RECORDS FOR PROCESSING Start Marker
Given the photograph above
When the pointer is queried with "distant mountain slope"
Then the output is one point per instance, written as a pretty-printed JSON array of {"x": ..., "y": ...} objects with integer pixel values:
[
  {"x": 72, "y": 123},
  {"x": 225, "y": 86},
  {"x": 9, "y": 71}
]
RECORDS FOR PROCESSING End Marker
__EXERCISE BRIEF__
In full and without change, transcribe every line of the records above.

__WRITTEN SOLUTION__
Given the photograph above
When the pointer is queried with "distant mountain slope"
Then the output is one point per instance, written as a pretty-printed JSON array of {"x": ..., "y": ...} objects with integer pixel values:
[
  {"x": 72, "y": 123},
  {"x": 225, "y": 86},
  {"x": 9, "y": 71}
]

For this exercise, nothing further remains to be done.